=== Directions for this task ===
Once you have read the entries, copy all of them exactly.

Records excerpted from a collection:
=-=-=
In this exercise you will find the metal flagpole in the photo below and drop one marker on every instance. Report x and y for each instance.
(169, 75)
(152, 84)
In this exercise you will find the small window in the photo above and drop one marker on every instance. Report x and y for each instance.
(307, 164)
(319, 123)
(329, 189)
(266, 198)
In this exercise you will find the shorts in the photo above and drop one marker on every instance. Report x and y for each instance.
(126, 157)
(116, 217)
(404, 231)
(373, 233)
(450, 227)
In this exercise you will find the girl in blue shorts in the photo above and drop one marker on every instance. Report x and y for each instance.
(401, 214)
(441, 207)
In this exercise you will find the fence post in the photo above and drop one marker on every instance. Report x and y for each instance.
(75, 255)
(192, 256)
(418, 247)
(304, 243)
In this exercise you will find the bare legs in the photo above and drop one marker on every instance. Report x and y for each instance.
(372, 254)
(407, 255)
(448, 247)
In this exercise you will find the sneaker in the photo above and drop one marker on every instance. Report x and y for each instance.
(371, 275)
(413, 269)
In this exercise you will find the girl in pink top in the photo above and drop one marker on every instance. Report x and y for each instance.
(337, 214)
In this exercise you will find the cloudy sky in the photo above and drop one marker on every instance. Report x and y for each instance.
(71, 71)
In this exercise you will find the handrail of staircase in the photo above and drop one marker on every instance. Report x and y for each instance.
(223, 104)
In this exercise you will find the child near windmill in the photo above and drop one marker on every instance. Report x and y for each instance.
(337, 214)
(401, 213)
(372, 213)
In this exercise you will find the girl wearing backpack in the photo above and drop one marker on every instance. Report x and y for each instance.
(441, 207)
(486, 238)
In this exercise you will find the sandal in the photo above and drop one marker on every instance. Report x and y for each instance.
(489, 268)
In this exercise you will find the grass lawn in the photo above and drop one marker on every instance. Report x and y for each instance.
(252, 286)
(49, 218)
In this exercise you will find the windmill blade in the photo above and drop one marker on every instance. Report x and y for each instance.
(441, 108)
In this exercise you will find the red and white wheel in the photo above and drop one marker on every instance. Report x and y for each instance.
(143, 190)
=-=-=
=== Problem solution ===
In this exercise you will find the metal flagpole in the photo below and drop one marker on every instance. Report x and y for each instance.
(169, 75)
(152, 84)
In this exercise you will find the small window in the photo above and drop one marker on every instance. Report x and y for each instance.
(307, 164)
(319, 123)
(329, 189)
(266, 198)
In this exercise you will find the shorts in the photo above and drop one marker on every instance. Report x and y for each instance.
(126, 157)
(116, 217)
(404, 231)
(373, 233)
(450, 227)
In this exercise you will find the girl in blue shorts in the photo above and drop one marker on every instance. Report x and y for each instance.
(401, 214)
(441, 207)
In this exercise you will find the fence post in the photo above and drop one marker on every instance. Report x and y for each instance.
(75, 255)
(192, 256)
(418, 247)
(304, 243)
In this exercise you will find the bare legs in the photo above and drop one marker on every instance. Report x and y for each instance.
(372, 254)
(407, 255)
(448, 247)
In this exercise you will find the sneaker in the photo above and drop one marker on every instance. Report x and y for each instance.
(371, 275)
(413, 269)
In this exercise you will find the girl in pink top in the photo above and drop one marker on every instance. Report x and y for each instance.
(337, 214)
In this exercise you will find the cloudy sky in the photo above and drop one marker on every instance. Report x and y for each instance.
(71, 71)
In this exercise you will find the handrail of staircase in the photo above and drop one marker on every instance. Report x and y for each instance.
(223, 104)
In this exercise you will find the child near windmill in the photo above and drop one marker on every instance. Report x and y for each instance.
(337, 214)
(401, 213)
(372, 213)
In this exercise you will find the girl wearing backpack in the photo above and drop one marker on every instance. Report x and y for each instance.
(441, 207)
(486, 238)
In this exercise you will find the sandal in the photo above and drop one marker on every instance. Report x and y for each instance.
(489, 268)
In this exercise you will find the grass lawn in the photo above and drop one marker on every instance. Report x and y for each instance.
(252, 286)
(49, 218)
In this exercise you will find the windmill blade in the photo above and drop one marker on every instance. Report x and y for each instance.
(441, 108)
In this exercise you will find the red and white wheel in the photo above and drop one marker on every instance. Report x and y for each instance.
(143, 190)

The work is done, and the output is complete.